***** TEXT SECTION *****

Photo by nyc.gov

Prior to a winter storm, people should make sure they insulate their pipes to keep them from freezing

Tips on preparing for winter storm approaching DMV area

On Wednesday, the National Weather Service issued a winter storm warning for the National Capital Region, which includes Joint Base Myer-Henderson Hall and Fort McNair. The storm is expected to bring heavy snow along with sleet and freezing rain.

The extreme cold and heavy snowfall that accompany winter storms can be debilitating and dangerous. Winter storms can affect everyone, even those who usually experience mild winters. Heavy snowfall can be blinding for drivers and dangerous for those it traps indoors. Winter storms may also include high winds, sleet, freezing rain, frozen roads, power outages and dangerously cold temperatures.

***** EXTRACTED MATERIAL *****

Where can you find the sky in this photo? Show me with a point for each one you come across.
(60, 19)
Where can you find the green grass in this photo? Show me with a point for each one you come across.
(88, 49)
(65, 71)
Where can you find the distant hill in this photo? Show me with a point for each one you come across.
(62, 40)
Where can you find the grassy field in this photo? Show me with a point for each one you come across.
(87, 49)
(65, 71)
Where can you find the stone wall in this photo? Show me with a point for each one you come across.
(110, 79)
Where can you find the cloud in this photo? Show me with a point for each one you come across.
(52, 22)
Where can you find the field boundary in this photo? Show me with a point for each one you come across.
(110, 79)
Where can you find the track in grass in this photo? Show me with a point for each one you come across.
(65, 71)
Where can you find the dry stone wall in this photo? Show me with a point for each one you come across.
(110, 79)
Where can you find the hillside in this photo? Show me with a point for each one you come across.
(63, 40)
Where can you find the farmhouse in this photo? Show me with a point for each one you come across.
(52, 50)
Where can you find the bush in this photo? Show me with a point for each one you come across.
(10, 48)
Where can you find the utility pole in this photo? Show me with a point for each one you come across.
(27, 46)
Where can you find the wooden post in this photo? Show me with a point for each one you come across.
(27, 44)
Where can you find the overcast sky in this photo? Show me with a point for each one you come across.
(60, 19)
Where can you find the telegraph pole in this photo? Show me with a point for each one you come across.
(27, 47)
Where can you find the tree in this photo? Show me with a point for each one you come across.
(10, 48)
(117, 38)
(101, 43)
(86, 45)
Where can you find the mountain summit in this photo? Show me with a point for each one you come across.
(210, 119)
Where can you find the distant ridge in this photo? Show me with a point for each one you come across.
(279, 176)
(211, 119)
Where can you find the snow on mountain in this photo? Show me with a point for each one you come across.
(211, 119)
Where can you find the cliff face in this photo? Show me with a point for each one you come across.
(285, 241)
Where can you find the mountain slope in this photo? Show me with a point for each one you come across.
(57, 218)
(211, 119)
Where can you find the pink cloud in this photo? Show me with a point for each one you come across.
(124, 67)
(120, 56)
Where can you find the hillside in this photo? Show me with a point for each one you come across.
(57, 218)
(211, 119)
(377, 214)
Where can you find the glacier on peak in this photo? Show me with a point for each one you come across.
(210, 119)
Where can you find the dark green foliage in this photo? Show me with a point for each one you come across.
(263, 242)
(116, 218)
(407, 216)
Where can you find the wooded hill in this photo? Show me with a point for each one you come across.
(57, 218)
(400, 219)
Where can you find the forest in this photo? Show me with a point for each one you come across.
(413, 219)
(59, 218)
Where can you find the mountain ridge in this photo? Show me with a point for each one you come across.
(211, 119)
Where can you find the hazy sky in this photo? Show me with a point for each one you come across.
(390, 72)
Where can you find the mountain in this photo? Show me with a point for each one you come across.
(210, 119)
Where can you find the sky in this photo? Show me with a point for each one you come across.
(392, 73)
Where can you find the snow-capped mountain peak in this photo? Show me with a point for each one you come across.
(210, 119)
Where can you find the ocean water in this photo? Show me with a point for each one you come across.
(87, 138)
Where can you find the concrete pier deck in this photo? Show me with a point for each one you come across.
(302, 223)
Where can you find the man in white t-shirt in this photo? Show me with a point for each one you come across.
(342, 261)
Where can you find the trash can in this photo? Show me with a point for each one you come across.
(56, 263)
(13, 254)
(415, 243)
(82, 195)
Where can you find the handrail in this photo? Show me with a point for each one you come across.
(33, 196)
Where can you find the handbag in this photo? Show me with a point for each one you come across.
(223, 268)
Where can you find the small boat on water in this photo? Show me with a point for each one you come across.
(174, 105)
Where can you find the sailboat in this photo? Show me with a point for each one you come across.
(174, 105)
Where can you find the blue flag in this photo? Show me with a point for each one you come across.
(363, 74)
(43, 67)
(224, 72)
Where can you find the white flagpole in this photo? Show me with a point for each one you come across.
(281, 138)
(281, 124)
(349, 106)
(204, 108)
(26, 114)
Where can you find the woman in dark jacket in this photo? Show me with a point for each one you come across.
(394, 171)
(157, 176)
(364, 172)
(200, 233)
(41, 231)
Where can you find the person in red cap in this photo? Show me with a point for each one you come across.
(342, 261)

*****

** WORK TO COMPLETE **
a) Please answer from the winter storm tips:
(i) What does the text say people should insulate before a winter storm?
(ii) Which two places does the text name as part of the National Capital Region?
(iii) Besides heavy snow, what is the storm expected to bring?
b) Repeat word for word the part of the winter storm tips starting at "Prior to a winter" and ending at "and freezing rain.".

** SOLUTIONS BY TASK **
a)
(i) Their pipes, to keep them from freezing.
(ii) Joint Base Myer-Henderson Hall and Fort McNair.
(iii) Sleet and freezing rain.

b)
Prior to a winter storm, people should make sure they insulate their pipes to keep them from freezing

Tips on preparing for winter storm approaching DMV area

On Wednesday, the National Weather Service issued a winter storm warning for the National Capital Region, which includes Joint Base Myer-Henderson Hall and Fort McNair. The storm is expected to bring heavy snow along with sleet and freezing rain.